- _The exercise_: Return the lines of every record below without changing any of them.

Items from a dataset:
--*--

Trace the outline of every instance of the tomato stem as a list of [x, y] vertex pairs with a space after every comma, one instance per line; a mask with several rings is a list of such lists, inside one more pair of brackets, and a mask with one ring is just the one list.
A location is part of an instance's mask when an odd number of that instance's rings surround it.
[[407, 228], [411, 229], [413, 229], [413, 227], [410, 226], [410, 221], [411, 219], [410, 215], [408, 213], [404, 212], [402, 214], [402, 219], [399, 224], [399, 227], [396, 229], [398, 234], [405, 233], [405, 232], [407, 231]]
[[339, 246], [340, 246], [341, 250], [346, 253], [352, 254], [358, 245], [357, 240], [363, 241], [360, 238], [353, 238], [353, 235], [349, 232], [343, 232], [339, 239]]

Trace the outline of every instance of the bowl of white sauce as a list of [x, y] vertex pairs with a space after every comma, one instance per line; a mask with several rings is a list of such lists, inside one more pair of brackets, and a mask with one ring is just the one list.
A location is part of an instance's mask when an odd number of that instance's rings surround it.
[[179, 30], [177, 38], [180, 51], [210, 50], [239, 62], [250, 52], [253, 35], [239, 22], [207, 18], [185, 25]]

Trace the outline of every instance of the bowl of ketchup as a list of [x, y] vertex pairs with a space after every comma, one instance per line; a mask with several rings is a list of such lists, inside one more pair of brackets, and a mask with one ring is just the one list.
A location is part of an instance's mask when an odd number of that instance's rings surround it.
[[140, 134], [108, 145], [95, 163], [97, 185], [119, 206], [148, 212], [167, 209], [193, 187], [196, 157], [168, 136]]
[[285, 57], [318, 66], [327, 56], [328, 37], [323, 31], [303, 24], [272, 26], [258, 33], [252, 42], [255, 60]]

--*--

- _Worked solution_:
Trace the outline of every instance of the tomato stem as a list of [x, y] vertex pairs with a space after every comma, one instance per line; a mask with several rings is a list of such lists, inside one more pair of brackets, and a mask with one ring is just the one list.
A location is part of an instance's mask when an odd number of that instance's rings surround it.
[[407, 228], [411, 229], [413, 229], [413, 227], [410, 226], [410, 221], [411, 219], [410, 215], [408, 213], [404, 212], [402, 214], [402, 219], [399, 224], [399, 227], [396, 229], [398, 234], [405, 233], [405, 232], [407, 231]]
[[339, 246], [340, 246], [341, 250], [346, 253], [352, 254], [358, 245], [357, 240], [363, 241], [360, 238], [353, 238], [353, 235], [349, 232], [343, 232], [339, 239]]

Trace the outline of every instance of the bowl of white sauce as a list of [x, y] vertex pairs with a space after every comma, one instance per line; a mask with several rings is a list of such lists, inside one more pair of brackets, and a mask with one ring is just the one list.
A location is part of an instance's mask when an odd number of that instance's rings surround it.
[[179, 30], [177, 38], [180, 51], [210, 50], [239, 62], [250, 52], [253, 35], [239, 22], [207, 18], [185, 25]]

Trace the outline of every instance of the bowl of ketchup as a list of [x, y] vertex pairs with a space after every comma, one instance per line; a mask with several rings is a list of such lists, inside one more pair of brackets, and a mask with one ring is just the one list.
A location is part of an instance's mask when an odd number of that instance's rings surround it.
[[140, 134], [108, 145], [95, 163], [97, 185], [119, 206], [148, 212], [167, 209], [193, 187], [196, 157], [168, 136]]
[[285, 57], [318, 66], [327, 56], [328, 37], [323, 31], [303, 24], [272, 26], [258, 33], [252, 42], [255, 60]]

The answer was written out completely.